▶ _Tugas yang Dikerjakan_
#1 Kutip setiap baris catatan yang memuat kata "liquid". Perhatikan perbedaan huruf besar dan kecil.
#2 Tolong lanjutkan artikel tentang peretasan situs pemerintah mulai dari kalimat terakhirnya.

▶ _Kutipan Teks_
□ □ □ □

Nalar Politik – Peretasan masih kerap terjadi di dunia maya. Serangan siber ini bahkan tak jarang menyasar situs-situs lembaga negara. Sudah ada banyak data negara yang berhasil diperjualbelikan secara bebas karena peretasan.
Situs yang dibobol para peretas pun bukan situs sembarangan. Dalam “Tajuk Rencana” Kompas, jaringan internal Polri disebutkan diretas untuk kedua kalinya. Data pribadi personel Polri, seperti nama, pangkat, satuan kerja, golongan darah, surel, dan nomor telepon, diperjualbelikan di dunia maya.
“Direkrorat Tindak Pidana Siber Bareskrim Polri tengah mengusut kasus ini. Namun, pengusutan saja tidak cukup. Perlu ada upaya komprehensif untuk mengatasi masih lemahnya pengamanan situs dan data siber di negeri ini,” tulis Kompas (22/11).
Sebelumnya, akhir Oktober 2021, diberitakan pula bahwa situs Pusat Malware Nasional Badan Siber dan Sandi Negara (Pusmanas-BSSN) juga diretas. Halaman depannya berhasil diubah.
“Catatan Komisi I DPR yang membidangi pertahanan, luar negeri, komunikasi, informatika, serta intelijen lebih mengejutkan. Hampir 50 persen situs pemerintah pernah diserang peretas.”
Investigasi yang dilakukan Redaksi Harian Kompas terkait aksi peretasan yang laporannya diturunkan akhir Oktober lalu juga mendapati bukti-bukti yang menunjukkan keamanan situs-situs pemerintah masih sangat rendah.
Disebutkan, standar keamanan situs pemerintah masih belum sama. Peretas hanya butuh waktu paling lama tiga jam untuk membobol situs berdomain go.id di daerah. Keamanan situs pemerintah masih dalam kisaran 4 dari skala 10.

□ □ □ □

Cuplikan dataset:

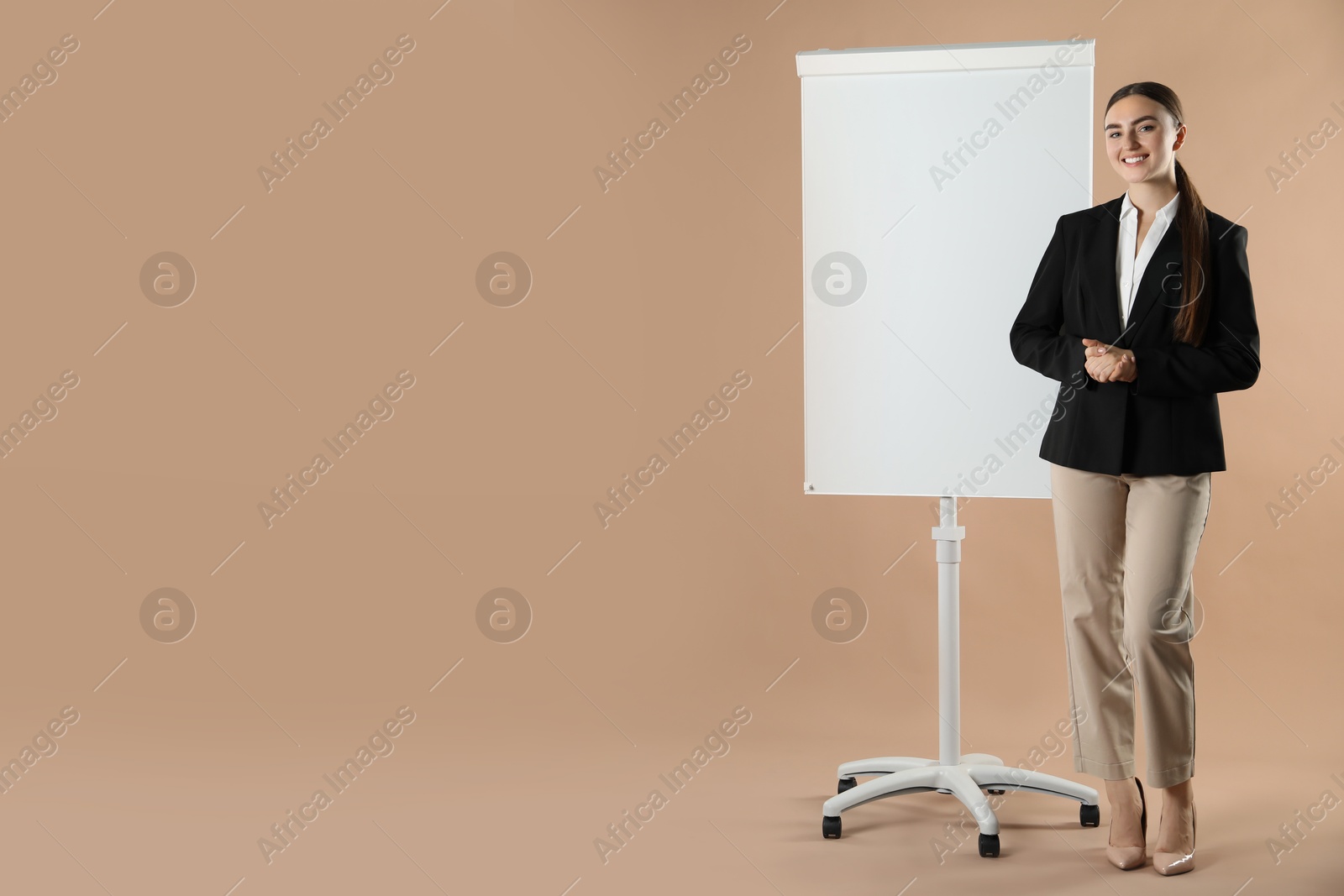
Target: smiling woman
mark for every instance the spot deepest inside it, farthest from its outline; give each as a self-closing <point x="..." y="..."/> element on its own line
<point x="1132" y="461"/>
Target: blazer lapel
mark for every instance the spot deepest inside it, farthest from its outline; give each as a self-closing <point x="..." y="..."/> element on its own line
<point x="1101" y="309"/>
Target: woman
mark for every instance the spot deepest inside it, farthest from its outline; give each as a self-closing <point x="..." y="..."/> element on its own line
<point x="1142" y="308"/>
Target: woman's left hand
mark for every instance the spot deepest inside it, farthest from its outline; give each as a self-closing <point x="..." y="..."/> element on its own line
<point x="1109" y="364"/>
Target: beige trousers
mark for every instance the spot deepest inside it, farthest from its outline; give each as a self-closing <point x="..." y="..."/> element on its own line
<point x="1126" y="553"/>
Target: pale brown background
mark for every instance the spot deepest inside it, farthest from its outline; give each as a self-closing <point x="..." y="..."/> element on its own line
<point x="645" y="298"/>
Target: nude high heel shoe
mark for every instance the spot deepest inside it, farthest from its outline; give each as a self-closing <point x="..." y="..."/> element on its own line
<point x="1129" y="857"/>
<point x="1179" y="862"/>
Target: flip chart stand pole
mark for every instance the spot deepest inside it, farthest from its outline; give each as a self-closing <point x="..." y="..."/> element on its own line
<point x="961" y="775"/>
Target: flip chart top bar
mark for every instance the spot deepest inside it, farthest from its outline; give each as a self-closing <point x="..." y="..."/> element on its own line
<point x="948" y="56"/>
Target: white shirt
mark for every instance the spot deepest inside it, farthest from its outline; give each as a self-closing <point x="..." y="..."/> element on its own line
<point x="1129" y="270"/>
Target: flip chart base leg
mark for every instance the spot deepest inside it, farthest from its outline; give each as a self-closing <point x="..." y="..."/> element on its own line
<point x="961" y="775"/>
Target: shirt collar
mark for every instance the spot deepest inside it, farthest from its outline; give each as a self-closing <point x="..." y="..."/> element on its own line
<point x="1167" y="212"/>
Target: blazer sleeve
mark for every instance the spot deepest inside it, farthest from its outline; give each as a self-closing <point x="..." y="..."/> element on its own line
<point x="1230" y="356"/>
<point x="1035" y="336"/>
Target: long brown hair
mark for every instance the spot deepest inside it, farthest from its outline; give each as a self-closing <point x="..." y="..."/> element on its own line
<point x="1193" y="317"/>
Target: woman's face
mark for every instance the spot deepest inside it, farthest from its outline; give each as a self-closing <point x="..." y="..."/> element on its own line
<point x="1142" y="128"/>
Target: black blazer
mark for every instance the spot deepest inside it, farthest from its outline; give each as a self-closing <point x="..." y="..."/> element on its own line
<point x="1164" y="422"/>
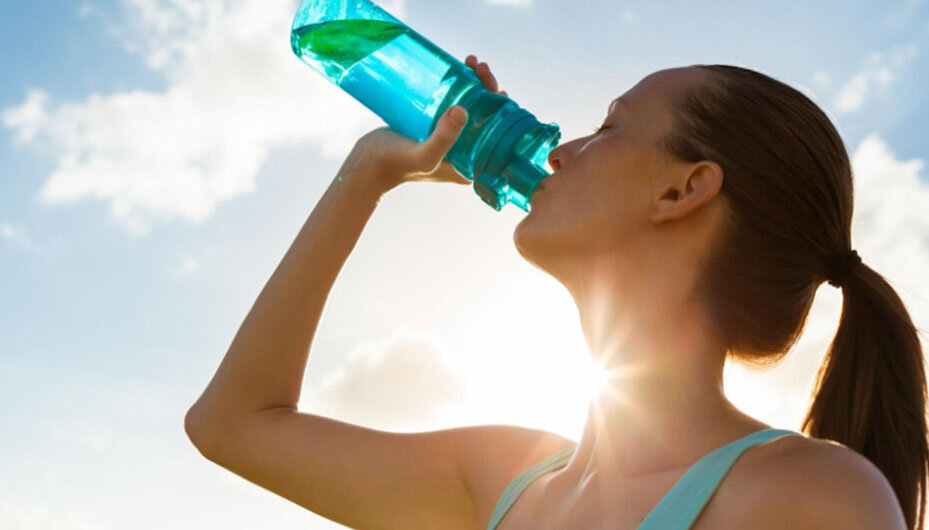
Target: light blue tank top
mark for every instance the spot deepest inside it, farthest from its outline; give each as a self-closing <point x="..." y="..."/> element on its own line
<point x="679" y="508"/>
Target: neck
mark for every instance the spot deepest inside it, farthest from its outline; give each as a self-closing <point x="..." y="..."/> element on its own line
<point x="663" y="406"/>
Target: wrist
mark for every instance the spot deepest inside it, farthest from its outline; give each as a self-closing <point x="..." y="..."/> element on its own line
<point x="365" y="184"/>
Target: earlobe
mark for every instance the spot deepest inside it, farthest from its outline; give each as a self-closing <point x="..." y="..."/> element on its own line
<point x="698" y="185"/>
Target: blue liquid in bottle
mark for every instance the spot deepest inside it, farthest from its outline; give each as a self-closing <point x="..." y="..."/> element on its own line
<point x="410" y="82"/>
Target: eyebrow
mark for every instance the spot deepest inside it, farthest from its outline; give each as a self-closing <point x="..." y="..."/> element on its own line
<point x="613" y="103"/>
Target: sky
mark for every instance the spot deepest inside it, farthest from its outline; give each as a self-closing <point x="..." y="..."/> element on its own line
<point x="157" y="157"/>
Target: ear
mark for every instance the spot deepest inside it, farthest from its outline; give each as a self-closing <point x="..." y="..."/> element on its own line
<point x="695" y="185"/>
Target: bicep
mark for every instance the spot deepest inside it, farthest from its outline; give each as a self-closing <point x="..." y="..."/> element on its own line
<point x="845" y="490"/>
<point x="353" y="475"/>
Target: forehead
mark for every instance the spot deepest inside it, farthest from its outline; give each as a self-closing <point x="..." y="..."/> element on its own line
<point x="654" y="90"/>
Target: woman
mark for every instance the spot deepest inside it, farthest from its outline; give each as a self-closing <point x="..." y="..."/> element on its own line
<point x="697" y="222"/>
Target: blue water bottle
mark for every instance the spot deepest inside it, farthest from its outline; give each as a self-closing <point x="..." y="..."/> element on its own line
<point x="410" y="82"/>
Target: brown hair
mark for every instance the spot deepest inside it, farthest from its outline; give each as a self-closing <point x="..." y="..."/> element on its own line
<point x="788" y="198"/>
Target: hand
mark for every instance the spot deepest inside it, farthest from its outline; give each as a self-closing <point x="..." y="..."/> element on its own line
<point x="484" y="74"/>
<point x="392" y="159"/>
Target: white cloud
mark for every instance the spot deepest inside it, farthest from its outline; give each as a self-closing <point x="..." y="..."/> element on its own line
<point x="17" y="234"/>
<point x="33" y="515"/>
<point x="878" y="70"/>
<point x="403" y="382"/>
<point x="189" y="265"/>
<point x="234" y="92"/>
<point x="821" y="80"/>
<point x="891" y="233"/>
<point x="513" y="3"/>
<point x="630" y="16"/>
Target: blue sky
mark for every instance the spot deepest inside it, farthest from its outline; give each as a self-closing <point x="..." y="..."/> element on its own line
<point x="158" y="156"/>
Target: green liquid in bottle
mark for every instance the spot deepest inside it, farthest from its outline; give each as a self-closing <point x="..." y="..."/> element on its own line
<point x="342" y="43"/>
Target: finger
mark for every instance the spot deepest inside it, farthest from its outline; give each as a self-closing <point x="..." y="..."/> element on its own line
<point x="434" y="149"/>
<point x="446" y="172"/>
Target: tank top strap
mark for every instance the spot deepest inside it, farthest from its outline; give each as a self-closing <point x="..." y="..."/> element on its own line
<point x="522" y="481"/>
<point x="679" y="508"/>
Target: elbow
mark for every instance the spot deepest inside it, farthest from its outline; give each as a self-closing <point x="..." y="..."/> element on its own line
<point x="200" y="431"/>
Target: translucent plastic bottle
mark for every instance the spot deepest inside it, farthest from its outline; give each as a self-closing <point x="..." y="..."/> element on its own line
<point x="410" y="82"/>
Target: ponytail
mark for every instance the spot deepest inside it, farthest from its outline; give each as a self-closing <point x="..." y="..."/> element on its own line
<point x="871" y="389"/>
<point x="788" y="194"/>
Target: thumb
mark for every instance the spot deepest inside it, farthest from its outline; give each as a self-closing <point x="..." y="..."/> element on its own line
<point x="446" y="132"/>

□ □ □ □

▶ _Jawaban Soal_
#1
Target: blue liquid in bottle
Target: green liquid in bottle

#2
“Kesungguhan negara dalam mengatasi peretasan tercermin dari tertunda-tundanya pembahasan Rancangan Undang-Undang Keamanan dan Ketahanan Siber. RUU Keamanan dan Ketahanan Siber, yang pernah dibahas pemerintah bersama DPR tahun 2019, masih terkatung-katung hingga saat ini.”
Pembahasan RUU Perlindungan Data Pribadi pu disesali lantaran masih berkutat soal status badan pengawas. Pemerintah dan DPR masih dinilai berbeda pandangan.
“Sementara itu, peratasan terus terjadi dan data pribadi kian banyak bocor dan diperjualbelikan bebas di dunia maya.”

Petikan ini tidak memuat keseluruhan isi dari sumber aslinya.